Retype exactly the lines that run from the line with "this sample: (49,176)." to the final line of the entries, keeping both ends and nothing else.

_ _ _ _ _ _ _

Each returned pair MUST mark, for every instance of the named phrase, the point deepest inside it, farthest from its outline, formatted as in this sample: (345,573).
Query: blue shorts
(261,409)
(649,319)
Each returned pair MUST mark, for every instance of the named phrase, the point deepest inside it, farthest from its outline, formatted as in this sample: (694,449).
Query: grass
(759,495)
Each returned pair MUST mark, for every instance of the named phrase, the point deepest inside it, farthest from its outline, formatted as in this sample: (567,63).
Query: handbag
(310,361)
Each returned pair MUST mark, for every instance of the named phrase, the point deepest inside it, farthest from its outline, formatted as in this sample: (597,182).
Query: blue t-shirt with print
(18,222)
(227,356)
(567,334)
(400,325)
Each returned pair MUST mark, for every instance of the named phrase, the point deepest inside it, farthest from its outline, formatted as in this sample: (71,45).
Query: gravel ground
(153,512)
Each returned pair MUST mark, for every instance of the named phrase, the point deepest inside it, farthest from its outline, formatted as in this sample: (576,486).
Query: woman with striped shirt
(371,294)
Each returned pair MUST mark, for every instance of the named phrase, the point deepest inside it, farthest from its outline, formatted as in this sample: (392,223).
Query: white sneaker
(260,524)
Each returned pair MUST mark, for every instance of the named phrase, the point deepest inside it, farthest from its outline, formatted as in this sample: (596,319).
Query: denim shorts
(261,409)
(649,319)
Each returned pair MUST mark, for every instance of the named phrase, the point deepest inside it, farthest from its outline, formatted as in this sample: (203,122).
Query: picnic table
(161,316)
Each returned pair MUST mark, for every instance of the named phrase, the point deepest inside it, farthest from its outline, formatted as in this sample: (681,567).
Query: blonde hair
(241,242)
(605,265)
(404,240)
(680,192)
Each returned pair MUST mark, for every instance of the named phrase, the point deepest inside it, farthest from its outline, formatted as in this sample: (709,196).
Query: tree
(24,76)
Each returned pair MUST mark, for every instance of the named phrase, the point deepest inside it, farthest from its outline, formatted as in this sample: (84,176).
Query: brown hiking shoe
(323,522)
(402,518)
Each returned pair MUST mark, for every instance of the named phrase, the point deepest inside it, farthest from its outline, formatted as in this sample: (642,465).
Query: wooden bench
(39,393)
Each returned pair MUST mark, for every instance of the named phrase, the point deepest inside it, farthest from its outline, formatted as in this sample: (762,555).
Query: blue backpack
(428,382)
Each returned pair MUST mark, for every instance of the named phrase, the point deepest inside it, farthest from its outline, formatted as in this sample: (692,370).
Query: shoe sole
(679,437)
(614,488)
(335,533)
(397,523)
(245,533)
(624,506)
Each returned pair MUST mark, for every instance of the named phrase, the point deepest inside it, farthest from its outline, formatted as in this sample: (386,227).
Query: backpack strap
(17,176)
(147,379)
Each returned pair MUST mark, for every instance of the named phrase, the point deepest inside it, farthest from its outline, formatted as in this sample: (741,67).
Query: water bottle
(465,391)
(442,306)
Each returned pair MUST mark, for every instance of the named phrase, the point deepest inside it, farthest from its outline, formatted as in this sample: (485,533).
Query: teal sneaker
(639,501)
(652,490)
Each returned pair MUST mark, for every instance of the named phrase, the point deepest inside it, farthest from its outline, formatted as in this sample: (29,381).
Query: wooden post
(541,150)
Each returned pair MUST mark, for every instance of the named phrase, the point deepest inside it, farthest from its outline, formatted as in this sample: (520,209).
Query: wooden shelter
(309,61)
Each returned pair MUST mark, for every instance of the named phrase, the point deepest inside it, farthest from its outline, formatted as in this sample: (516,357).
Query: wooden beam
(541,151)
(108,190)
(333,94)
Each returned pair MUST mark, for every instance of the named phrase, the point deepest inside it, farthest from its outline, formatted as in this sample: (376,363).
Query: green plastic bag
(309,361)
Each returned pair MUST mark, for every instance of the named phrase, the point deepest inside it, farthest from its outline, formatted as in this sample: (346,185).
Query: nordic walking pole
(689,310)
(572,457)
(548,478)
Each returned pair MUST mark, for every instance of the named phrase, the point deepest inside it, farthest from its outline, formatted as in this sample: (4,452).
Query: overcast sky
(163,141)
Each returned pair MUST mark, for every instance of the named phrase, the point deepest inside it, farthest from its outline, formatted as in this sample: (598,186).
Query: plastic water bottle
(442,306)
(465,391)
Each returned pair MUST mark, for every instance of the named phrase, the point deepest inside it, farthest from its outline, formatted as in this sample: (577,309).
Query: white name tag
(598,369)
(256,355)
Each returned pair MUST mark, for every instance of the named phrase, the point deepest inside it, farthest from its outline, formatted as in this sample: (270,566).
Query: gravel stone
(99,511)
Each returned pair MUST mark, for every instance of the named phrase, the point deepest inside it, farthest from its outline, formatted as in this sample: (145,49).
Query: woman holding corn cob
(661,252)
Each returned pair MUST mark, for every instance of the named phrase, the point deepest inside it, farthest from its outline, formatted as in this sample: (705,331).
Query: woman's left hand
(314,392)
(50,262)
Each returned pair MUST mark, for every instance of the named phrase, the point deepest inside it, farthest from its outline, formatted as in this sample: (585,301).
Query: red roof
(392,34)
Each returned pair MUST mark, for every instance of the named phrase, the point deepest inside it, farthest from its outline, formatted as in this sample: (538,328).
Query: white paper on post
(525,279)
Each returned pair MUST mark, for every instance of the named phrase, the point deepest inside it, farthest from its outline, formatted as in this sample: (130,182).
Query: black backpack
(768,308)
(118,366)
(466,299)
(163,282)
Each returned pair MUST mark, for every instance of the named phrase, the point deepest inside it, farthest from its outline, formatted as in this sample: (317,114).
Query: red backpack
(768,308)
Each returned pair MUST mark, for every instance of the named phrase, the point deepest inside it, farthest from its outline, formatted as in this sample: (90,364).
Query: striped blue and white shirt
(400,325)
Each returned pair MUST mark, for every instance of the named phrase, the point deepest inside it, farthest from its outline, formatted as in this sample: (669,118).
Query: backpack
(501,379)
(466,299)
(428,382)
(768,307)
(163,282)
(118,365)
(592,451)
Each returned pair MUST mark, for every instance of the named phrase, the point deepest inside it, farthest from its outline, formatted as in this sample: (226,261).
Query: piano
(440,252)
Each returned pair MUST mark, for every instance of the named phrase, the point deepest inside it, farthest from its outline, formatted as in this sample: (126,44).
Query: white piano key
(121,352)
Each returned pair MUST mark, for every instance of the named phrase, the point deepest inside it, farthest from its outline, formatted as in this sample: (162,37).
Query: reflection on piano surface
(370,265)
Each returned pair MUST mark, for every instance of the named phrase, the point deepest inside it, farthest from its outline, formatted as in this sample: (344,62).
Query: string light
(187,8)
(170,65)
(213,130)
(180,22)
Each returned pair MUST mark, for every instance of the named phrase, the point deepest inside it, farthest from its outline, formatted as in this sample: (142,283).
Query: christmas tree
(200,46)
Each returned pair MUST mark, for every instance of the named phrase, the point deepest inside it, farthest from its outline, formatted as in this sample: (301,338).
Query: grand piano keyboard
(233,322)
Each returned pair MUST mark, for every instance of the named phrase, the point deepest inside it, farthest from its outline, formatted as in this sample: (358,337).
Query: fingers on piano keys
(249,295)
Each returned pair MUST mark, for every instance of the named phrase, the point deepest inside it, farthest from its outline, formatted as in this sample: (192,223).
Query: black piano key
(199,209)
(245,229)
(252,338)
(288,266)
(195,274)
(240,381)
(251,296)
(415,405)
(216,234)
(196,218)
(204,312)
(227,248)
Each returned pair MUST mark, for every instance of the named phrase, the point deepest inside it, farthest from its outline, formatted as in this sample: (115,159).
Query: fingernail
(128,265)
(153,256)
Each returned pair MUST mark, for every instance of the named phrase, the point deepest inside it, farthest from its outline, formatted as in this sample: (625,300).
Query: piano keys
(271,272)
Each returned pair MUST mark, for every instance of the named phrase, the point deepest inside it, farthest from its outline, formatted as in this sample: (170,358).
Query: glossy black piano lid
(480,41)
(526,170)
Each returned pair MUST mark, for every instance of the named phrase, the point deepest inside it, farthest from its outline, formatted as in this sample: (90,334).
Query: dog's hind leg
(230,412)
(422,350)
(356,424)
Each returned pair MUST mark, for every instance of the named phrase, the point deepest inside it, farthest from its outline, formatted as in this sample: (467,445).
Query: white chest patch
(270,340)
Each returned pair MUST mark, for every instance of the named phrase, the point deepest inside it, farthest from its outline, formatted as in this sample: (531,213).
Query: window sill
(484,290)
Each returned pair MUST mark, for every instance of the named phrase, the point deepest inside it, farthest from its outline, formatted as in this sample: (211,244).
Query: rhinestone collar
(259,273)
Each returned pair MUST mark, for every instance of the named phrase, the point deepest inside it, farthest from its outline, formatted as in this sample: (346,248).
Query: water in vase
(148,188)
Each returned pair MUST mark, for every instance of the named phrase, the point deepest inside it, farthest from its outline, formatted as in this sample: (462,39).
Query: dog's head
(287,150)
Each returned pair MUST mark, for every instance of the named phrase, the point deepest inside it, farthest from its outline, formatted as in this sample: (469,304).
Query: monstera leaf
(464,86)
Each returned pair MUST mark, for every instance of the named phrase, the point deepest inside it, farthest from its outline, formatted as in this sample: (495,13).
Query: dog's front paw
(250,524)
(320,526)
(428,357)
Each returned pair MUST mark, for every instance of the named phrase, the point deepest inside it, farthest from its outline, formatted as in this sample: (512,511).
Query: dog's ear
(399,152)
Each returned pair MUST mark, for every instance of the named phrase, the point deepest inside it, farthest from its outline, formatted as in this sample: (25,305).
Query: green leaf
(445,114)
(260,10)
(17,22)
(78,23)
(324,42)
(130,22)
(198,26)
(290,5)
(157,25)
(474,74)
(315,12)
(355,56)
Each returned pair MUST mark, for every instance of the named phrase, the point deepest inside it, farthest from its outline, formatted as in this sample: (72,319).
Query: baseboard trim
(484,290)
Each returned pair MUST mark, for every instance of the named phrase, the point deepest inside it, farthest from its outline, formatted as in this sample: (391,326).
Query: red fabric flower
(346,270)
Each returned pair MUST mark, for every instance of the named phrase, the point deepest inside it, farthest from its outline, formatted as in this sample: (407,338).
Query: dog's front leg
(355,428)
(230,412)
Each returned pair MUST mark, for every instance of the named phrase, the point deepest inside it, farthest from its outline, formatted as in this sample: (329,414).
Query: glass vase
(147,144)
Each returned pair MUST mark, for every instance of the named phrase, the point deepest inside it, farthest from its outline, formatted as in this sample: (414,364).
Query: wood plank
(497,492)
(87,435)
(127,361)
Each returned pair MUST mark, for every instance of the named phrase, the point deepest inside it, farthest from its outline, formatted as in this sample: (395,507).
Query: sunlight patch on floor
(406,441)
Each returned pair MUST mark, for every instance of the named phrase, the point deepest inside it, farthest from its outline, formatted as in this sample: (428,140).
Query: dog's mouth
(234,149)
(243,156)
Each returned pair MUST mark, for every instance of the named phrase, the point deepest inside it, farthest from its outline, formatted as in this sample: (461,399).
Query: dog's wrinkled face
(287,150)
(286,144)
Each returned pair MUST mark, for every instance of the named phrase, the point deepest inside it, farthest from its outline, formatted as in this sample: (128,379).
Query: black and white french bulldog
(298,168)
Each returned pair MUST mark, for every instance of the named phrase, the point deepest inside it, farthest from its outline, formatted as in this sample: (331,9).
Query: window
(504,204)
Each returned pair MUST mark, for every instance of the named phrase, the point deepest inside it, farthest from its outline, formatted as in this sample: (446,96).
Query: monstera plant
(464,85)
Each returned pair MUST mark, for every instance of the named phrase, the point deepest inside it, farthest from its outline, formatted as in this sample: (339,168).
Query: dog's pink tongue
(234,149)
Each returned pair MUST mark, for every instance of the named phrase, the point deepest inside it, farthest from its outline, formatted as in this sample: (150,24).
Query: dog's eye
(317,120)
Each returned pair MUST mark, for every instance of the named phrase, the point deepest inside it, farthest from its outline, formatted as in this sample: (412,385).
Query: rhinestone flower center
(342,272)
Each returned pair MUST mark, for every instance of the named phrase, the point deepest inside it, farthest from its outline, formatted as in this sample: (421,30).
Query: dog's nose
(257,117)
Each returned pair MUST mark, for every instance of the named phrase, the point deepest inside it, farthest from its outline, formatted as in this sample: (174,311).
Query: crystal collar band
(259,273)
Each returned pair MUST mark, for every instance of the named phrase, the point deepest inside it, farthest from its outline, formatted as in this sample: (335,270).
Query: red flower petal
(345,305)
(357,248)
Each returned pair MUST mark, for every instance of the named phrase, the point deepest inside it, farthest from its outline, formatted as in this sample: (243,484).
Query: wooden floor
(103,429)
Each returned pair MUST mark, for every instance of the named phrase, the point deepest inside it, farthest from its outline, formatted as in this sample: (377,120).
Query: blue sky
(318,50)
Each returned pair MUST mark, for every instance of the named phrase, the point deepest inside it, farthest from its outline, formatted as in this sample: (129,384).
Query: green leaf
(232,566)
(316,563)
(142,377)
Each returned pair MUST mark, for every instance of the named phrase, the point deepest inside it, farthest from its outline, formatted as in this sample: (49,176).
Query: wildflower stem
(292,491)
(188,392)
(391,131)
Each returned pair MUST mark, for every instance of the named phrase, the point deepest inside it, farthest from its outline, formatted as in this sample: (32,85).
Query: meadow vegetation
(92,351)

_ _ _ _ _ _ _

» **Response for this exercise**:
Each returned pair MUST mark, for every instance of the named phrase, the point deepest inside it, farthest from its outline, formatted as in this sample: (49,176).
Query: wildflower stem
(292,491)
(188,392)
(391,131)
Each returned pair MUST mark, for every instance of the named phrase, the point deepest inside it, farthest from its outline, formatted as in this sample: (32,85).
Query: meadow vegetation
(92,351)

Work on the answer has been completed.